Segment Open

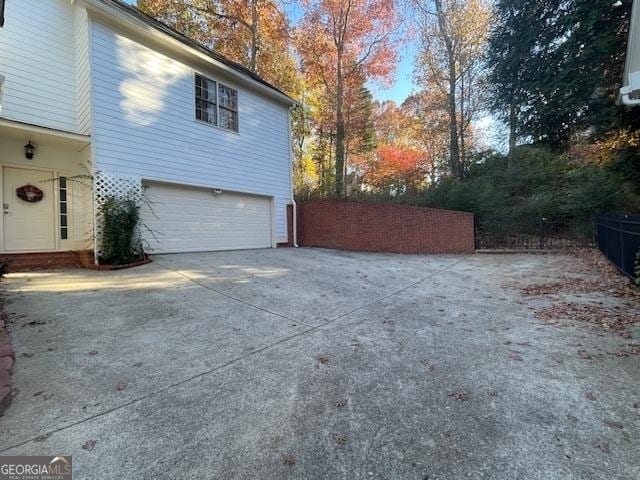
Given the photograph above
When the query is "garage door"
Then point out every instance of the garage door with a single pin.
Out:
(186, 219)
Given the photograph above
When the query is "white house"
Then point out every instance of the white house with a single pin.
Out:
(112, 100)
(630, 90)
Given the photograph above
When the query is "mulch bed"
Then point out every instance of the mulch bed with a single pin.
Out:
(93, 266)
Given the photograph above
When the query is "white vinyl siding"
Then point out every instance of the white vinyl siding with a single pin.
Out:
(38, 61)
(82, 71)
(185, 219)
(144, 125)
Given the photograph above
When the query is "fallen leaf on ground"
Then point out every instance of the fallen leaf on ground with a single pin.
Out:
(613, 424)
(341, 439)
(514, 356)
(459, 395)
(89, 445)
(601, 445)
(584, 354)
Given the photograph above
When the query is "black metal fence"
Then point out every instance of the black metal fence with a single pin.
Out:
(544, 233)
(619, 239)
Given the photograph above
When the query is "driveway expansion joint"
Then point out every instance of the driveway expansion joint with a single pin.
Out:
(311, 329)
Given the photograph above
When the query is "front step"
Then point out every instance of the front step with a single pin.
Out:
(21, 262)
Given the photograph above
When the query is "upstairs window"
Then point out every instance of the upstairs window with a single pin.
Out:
(206, 100)
(216, 103)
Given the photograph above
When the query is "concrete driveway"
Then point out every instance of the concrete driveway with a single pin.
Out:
(309, 363)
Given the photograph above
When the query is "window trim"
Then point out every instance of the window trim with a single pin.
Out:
(197, 74)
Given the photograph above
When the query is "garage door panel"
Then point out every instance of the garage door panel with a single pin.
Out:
(191, 219)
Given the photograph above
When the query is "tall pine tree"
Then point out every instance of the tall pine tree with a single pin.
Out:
(556, 65)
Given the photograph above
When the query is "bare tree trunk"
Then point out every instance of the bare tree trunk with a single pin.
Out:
(512, 131)
(454, 151)
(253, 59)
(340, 127)
(463, 150)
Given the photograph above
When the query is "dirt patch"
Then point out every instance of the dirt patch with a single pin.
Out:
(7, 359)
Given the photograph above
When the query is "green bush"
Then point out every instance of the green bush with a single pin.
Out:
(119, 241)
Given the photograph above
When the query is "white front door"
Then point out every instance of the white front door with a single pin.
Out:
(28, 225)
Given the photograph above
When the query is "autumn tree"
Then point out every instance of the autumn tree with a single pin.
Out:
(453, 35)
(556, 65)
(342, 43)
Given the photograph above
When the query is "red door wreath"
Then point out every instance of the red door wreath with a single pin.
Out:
(29, 193)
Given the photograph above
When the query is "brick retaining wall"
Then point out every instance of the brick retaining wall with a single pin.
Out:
(376, 227)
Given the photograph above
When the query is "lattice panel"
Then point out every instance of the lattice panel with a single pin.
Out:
(108, 184)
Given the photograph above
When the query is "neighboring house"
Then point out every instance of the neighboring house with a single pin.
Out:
(630, 91)
(113, 101)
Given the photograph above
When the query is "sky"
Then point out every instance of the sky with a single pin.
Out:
(403, 80)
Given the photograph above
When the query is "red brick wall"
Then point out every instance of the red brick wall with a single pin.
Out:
(375, 227)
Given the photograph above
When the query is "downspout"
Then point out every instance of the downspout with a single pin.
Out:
(294, 215)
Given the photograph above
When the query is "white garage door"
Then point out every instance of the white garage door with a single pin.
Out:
(186, 219)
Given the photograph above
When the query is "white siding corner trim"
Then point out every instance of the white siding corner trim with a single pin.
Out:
(144, 125)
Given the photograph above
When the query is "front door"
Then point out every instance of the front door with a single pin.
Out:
(28, 225)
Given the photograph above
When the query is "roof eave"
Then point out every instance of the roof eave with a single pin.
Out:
(117, 12)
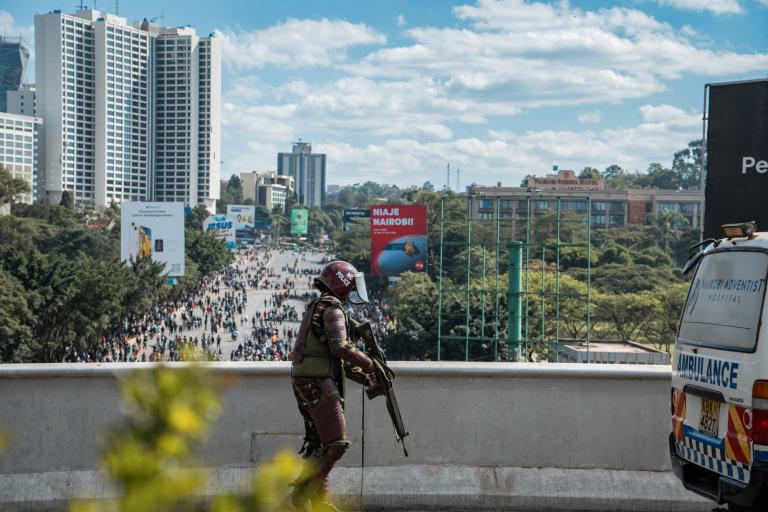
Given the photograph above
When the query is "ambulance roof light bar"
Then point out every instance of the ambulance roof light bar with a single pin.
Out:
(740, 229)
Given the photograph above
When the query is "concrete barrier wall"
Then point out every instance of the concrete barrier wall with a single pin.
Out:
(613, 417)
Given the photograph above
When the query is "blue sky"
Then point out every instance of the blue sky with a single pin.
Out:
(393, 90)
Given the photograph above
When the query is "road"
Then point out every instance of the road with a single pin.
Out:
(278, 260)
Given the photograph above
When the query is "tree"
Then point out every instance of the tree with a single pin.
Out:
(687, 165)
(15, 320)
(196, 217)
(11, 187)
(414, 337)
(627, 316)
(615, 278)
(671, 301)
(668, 225)
(658, 176)
(615, 253)
(653, 257)
(67, 200)
(590, 173)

Segment Closed

- [WHAT TO WORK ON] Within the listing above, find every line containing the string "green" and return it.

- [ANSWER TO THE PROBLEM]
When the query is "green bush"
Then point out every instance of the green bush with a single pin.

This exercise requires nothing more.